**Task statement:** The answer must be a single number: how many lines in the records below contain the word "lamp".

---- Data in this exercise

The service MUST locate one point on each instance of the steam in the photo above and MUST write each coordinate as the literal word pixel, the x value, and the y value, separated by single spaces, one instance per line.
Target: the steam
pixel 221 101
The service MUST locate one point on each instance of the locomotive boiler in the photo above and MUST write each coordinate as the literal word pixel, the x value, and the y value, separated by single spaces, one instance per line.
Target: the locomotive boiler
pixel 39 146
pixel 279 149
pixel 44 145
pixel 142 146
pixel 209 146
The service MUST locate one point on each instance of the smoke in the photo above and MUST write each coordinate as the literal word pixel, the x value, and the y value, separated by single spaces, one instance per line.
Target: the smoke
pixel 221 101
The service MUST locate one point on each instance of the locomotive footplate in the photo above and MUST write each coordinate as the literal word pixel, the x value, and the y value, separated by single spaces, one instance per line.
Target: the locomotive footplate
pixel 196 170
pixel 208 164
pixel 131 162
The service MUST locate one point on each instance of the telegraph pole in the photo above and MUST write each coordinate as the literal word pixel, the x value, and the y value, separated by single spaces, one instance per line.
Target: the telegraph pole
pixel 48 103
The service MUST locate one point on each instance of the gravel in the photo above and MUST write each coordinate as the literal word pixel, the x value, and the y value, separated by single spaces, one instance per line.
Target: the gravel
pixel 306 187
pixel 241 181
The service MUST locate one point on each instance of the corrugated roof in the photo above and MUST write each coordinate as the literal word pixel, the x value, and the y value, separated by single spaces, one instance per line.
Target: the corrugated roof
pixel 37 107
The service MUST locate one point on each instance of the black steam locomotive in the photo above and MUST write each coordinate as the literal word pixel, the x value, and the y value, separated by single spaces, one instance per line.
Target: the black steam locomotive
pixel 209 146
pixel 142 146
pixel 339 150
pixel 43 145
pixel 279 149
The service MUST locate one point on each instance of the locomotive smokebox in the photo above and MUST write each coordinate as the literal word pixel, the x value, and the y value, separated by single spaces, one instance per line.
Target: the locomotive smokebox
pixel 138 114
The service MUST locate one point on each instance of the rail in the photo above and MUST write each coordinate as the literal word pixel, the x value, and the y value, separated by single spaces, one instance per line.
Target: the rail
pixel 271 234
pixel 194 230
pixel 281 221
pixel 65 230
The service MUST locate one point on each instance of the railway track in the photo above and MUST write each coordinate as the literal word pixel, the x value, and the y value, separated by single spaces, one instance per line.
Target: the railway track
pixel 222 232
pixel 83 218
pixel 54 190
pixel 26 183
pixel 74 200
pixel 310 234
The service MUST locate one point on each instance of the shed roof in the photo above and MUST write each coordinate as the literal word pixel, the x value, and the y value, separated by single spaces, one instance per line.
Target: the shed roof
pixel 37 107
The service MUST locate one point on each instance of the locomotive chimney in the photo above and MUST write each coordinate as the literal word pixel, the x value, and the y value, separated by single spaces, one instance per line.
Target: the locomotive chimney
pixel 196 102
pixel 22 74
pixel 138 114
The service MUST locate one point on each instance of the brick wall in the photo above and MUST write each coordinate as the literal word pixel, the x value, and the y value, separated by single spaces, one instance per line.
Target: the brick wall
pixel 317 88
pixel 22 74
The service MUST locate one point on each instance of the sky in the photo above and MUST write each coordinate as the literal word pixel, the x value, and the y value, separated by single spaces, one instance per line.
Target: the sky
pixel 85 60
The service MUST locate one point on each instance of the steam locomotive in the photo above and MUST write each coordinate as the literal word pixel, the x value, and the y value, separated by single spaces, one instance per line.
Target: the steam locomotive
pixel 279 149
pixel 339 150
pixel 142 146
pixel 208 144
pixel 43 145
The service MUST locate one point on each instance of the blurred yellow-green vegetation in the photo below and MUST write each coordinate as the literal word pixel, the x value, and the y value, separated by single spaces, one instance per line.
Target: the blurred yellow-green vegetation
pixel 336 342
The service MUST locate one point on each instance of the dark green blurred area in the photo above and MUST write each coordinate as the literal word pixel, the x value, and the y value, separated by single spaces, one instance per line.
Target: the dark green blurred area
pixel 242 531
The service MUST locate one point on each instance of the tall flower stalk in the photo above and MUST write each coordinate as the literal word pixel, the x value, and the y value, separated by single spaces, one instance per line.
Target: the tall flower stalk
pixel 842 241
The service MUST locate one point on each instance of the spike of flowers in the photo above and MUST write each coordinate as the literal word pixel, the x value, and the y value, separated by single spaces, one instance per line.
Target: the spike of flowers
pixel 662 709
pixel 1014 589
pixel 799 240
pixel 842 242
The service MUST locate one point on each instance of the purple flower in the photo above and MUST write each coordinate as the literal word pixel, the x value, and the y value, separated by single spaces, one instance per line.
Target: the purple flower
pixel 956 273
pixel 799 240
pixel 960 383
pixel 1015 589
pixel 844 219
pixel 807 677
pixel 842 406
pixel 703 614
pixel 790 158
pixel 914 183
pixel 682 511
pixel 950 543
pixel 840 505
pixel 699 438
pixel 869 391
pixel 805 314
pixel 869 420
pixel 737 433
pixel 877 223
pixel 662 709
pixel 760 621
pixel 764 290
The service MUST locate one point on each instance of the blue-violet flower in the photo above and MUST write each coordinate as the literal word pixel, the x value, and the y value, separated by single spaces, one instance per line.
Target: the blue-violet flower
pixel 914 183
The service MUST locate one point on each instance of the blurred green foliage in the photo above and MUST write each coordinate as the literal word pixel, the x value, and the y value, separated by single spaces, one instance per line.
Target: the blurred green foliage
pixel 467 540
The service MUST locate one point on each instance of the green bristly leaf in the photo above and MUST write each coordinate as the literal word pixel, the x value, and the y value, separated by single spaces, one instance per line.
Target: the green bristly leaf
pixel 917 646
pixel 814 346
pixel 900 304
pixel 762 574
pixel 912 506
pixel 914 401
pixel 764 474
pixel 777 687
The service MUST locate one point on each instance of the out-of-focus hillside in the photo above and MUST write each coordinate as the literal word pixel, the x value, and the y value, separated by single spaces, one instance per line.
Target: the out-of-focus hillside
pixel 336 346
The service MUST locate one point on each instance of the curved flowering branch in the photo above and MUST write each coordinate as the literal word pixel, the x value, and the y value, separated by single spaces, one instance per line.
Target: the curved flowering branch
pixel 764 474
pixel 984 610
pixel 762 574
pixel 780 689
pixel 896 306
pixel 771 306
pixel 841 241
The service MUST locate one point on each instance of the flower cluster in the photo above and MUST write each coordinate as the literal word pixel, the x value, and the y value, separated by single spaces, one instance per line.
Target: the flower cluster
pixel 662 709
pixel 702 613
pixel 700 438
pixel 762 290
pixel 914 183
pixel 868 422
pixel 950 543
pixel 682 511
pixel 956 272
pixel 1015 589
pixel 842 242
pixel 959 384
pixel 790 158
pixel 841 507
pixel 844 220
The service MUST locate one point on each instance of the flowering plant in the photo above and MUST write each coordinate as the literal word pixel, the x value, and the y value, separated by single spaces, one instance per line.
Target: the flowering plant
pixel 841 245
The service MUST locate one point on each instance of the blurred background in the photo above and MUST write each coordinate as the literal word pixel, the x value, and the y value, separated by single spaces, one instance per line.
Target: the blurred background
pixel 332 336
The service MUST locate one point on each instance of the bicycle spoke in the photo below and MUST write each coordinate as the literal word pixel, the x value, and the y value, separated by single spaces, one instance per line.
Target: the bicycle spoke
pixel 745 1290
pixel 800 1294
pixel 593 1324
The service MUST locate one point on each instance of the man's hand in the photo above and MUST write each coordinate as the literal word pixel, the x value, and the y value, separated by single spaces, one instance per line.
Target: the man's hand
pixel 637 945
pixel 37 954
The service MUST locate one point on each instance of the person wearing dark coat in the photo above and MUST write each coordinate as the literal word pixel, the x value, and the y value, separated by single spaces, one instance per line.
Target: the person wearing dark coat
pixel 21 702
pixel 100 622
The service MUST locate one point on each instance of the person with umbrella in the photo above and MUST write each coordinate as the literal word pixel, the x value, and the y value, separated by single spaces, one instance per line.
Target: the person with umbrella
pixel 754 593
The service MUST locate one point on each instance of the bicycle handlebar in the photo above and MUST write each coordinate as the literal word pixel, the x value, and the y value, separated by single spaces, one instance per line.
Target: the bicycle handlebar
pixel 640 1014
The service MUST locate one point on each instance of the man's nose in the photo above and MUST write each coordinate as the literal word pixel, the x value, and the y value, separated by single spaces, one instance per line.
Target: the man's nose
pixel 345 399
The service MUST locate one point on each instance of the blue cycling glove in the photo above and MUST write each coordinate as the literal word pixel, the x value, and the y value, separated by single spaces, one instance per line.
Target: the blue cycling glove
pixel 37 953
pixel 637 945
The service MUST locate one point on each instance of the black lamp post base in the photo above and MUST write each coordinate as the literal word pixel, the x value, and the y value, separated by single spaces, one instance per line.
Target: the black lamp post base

--------

**Task output:** 2